== Extracted records ==

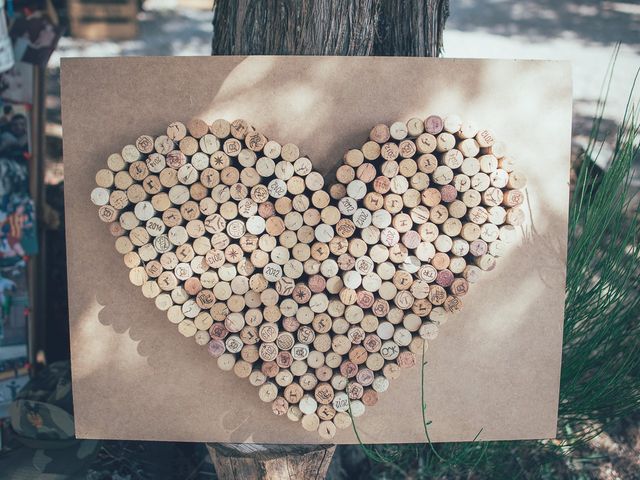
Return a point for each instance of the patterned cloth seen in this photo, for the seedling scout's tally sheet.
(42, 418)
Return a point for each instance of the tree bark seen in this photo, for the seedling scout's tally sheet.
(315, 27)
(271, 462)
(322, 27)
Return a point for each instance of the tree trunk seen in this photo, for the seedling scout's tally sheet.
(315, 27)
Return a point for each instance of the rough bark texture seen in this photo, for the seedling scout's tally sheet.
(322, 27)
(315, 27)
(271, 462)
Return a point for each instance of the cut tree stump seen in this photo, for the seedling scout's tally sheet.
(238, 461)
(315, 27)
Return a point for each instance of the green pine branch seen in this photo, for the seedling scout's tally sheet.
(600, 376)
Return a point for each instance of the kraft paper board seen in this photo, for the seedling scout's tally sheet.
(494, 367)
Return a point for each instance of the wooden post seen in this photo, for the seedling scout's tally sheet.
(374, 27)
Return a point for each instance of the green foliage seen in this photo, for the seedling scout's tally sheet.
(600, 377)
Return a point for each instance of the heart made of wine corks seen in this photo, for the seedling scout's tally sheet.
(317, 295)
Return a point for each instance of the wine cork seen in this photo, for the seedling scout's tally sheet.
(380, 133)
(115, 162)
(398, 131)
(513, 198)
(485, 138)
(506, 163)
(130, 153)
(515, 216)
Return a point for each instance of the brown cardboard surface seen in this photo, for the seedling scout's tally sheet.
(495, 366)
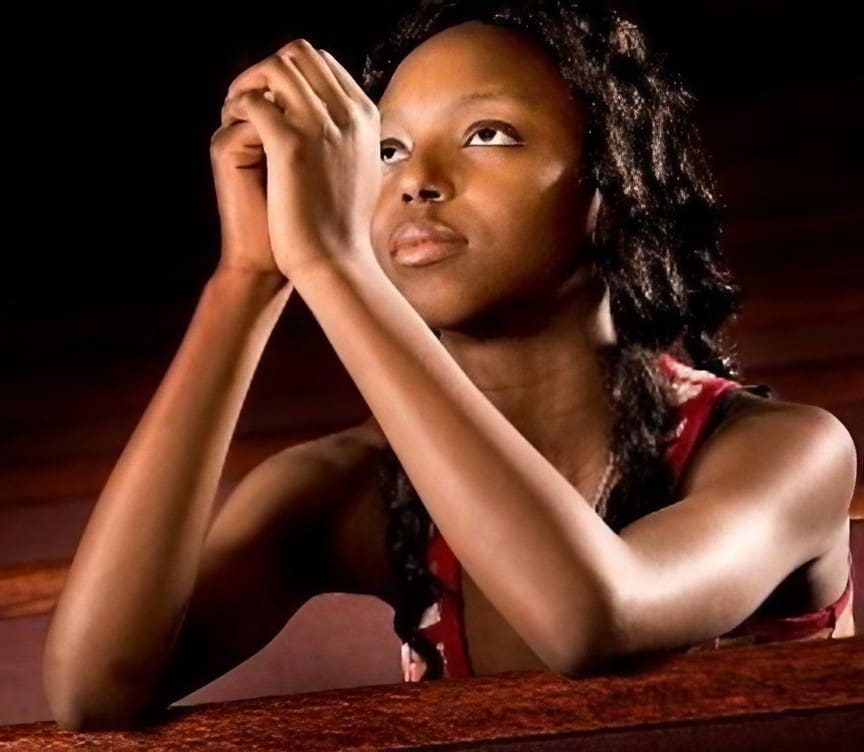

===

Copy each line above that contains the word "bark". Case counts.

Return a point for each instance of the tree bark seen in this photo, for the seedling scout's tally sheet.
Return a point for each instance of the rough bark texture seen in this photo, for the seedling scout's tally sheet.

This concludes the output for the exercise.